Directive: Write the line that includes "TASK = point to the shadow" and all subsequent lines, exactly as written, and nothing more.

Provided entries:
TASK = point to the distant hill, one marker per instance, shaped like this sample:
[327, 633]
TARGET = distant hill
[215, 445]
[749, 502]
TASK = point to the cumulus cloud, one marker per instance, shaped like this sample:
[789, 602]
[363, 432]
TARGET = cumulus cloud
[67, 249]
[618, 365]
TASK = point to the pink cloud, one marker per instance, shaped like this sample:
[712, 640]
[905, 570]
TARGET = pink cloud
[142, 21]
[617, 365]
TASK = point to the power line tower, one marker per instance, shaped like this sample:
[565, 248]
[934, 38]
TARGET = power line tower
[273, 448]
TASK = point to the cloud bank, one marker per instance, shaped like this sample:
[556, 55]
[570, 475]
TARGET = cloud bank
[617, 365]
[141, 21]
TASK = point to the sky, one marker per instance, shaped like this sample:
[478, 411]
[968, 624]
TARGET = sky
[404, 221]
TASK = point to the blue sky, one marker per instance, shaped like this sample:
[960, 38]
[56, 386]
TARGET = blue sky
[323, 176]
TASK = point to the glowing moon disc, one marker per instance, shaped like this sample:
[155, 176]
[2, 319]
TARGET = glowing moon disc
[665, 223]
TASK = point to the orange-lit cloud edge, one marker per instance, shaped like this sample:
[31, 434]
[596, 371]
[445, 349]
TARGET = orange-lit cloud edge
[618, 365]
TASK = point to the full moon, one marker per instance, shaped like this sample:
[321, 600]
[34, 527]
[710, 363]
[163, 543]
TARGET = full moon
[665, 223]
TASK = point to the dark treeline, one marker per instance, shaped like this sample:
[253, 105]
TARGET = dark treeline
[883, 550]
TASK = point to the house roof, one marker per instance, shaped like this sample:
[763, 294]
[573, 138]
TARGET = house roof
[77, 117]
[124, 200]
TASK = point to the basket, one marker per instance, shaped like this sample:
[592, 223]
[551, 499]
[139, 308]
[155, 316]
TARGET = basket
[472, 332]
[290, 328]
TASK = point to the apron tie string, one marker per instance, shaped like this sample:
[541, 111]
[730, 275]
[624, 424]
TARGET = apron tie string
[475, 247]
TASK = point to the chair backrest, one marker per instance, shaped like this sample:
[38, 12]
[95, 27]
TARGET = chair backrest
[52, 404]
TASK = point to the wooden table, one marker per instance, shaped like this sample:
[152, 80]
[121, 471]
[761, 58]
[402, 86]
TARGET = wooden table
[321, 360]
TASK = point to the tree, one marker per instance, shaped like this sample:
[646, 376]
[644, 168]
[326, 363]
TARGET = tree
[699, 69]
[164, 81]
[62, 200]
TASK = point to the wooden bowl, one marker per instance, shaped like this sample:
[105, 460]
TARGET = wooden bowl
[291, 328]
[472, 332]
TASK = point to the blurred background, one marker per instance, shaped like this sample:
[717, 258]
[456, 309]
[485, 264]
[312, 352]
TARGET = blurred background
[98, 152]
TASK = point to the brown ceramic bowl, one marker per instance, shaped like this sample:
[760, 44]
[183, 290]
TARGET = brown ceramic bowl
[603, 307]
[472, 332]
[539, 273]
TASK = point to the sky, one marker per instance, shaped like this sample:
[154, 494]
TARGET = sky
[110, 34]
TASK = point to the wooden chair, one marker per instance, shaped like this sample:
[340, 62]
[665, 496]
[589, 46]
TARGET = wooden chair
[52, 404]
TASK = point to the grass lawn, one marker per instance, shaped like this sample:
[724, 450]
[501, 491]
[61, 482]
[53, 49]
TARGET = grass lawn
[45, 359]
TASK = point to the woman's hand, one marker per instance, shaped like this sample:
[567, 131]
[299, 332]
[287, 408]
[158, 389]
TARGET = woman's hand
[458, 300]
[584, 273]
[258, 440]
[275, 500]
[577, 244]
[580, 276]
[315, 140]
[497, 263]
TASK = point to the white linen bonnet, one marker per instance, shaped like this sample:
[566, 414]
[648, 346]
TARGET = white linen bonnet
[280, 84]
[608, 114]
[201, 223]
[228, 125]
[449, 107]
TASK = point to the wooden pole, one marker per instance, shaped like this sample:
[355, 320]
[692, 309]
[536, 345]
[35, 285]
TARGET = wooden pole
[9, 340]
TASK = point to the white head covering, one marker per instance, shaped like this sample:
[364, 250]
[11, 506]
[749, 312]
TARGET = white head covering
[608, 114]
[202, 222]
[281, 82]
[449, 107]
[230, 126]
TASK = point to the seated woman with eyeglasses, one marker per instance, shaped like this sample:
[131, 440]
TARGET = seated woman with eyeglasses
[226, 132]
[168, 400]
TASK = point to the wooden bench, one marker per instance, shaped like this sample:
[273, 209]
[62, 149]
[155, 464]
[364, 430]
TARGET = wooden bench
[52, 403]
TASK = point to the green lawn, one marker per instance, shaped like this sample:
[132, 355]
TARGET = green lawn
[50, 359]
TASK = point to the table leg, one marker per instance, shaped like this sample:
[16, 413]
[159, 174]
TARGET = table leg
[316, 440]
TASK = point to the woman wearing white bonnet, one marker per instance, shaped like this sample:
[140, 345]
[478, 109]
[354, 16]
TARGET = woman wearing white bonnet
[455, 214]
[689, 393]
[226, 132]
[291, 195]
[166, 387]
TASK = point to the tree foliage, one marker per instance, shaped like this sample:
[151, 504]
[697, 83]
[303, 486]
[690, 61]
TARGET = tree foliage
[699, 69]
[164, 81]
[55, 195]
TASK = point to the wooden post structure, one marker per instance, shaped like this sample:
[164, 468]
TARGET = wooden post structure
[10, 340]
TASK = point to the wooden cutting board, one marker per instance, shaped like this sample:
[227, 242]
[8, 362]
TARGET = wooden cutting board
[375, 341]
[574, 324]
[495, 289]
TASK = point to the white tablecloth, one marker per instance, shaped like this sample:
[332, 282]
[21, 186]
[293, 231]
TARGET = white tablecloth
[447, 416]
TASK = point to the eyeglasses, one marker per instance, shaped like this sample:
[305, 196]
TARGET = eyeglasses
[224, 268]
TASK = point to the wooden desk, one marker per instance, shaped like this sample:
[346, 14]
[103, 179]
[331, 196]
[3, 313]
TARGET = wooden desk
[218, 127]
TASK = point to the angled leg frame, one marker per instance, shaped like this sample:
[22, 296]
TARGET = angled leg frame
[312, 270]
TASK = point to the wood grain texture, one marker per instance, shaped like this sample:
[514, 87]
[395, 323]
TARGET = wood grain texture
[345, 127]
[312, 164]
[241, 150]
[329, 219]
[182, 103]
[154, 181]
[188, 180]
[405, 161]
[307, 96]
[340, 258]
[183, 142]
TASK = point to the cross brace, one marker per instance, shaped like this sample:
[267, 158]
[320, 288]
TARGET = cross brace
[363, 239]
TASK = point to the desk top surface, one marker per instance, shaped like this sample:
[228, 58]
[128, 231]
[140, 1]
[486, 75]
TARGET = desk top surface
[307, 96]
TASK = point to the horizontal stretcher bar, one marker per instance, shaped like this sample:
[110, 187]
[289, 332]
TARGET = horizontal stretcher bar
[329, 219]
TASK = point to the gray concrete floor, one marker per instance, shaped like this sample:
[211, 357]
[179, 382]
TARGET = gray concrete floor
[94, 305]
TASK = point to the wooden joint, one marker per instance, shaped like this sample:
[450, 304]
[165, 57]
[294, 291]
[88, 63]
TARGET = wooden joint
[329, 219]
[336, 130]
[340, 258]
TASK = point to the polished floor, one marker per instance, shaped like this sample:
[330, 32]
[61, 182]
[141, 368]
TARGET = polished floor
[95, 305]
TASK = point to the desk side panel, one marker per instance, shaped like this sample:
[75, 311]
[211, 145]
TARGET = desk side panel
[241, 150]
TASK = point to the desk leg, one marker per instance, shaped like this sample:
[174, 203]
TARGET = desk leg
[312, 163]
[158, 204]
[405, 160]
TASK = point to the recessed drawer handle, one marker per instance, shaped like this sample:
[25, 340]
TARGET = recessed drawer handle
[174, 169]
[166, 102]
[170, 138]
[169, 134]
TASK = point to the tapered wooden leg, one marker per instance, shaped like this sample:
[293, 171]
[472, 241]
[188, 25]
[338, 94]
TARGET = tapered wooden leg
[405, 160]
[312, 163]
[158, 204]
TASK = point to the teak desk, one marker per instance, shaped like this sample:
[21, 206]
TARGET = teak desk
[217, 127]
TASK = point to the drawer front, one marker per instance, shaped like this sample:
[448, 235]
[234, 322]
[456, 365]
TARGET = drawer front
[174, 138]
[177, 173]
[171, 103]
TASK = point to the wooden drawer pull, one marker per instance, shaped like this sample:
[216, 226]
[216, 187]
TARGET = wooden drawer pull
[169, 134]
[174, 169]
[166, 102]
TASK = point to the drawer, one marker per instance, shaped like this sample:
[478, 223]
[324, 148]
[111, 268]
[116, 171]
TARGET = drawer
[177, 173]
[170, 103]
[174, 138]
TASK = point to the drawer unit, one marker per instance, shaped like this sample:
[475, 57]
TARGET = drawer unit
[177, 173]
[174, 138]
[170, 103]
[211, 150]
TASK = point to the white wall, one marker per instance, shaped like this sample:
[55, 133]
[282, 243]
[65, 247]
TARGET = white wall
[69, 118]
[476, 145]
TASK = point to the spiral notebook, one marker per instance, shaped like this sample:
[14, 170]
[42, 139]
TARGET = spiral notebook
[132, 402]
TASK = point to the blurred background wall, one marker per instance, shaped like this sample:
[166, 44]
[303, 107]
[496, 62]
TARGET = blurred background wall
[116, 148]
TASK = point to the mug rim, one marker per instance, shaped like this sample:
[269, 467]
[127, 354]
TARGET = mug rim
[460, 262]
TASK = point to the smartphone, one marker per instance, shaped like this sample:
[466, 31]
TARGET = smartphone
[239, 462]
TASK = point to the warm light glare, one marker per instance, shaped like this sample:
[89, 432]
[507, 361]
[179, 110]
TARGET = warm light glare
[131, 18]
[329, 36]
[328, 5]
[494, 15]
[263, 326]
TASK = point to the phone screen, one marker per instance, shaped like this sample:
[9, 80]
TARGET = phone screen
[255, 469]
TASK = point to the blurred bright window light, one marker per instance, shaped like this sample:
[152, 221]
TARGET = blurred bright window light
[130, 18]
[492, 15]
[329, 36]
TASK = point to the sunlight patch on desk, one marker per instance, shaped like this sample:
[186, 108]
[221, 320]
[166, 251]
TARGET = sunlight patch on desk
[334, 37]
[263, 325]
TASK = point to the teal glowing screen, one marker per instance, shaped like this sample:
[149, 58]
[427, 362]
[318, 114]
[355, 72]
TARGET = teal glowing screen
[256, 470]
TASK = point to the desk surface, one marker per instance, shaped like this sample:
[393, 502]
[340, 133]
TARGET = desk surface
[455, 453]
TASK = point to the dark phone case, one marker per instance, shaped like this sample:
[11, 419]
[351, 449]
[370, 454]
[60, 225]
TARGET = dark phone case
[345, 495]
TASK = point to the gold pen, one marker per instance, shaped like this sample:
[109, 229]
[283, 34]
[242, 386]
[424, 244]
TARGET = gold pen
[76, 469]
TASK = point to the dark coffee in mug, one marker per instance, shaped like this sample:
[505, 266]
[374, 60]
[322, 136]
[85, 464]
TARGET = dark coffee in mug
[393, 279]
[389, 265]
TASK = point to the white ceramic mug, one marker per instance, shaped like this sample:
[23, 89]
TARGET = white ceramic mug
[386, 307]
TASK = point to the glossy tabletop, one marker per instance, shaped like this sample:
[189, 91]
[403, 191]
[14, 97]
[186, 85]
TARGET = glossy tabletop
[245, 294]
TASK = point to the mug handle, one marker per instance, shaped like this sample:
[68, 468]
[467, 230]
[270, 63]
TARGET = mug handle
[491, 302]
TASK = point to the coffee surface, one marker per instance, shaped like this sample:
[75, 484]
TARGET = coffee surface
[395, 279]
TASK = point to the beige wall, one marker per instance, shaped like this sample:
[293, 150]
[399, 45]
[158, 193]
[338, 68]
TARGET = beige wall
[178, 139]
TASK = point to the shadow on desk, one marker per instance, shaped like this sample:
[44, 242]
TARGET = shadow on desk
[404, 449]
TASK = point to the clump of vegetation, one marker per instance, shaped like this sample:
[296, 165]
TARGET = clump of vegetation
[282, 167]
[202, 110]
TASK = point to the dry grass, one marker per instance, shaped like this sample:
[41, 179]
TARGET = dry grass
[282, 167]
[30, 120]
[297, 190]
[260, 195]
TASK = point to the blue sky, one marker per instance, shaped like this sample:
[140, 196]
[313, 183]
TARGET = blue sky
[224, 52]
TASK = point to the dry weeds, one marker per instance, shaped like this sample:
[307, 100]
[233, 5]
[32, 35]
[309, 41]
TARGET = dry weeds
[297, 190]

Reply to the task:
TASK = point to the shadow on desk, one marker per instance, shaped like this sample:
[44, 242]
TARGET = shadow on desk
[404, 449]
TASK = point to the clump of vegetation, one marker per instance, shaped like this sample:
[296, 165]
TARGET = clump of vegetation
[282, 167]
[202, 110]
TASK = point to the dry grass, one marker per instance, shaped like this sample:
[41, 179]
TARGET = dry grass
[282, 167]
[30, 120]
[297, 190]
[260, 195]
TASK = point to the blue sky, one marker per instance, shaped like this sample:
[140, 196]
[313, 183]
TARGET = blue sky
[224, 52]
TASK = point to the dry weeds, one marker per instance, shaped like this sample:
[307, 100]
[233, 5]
[32, 35]
[309, 41]
TARGET = dry weeds
[297, 190]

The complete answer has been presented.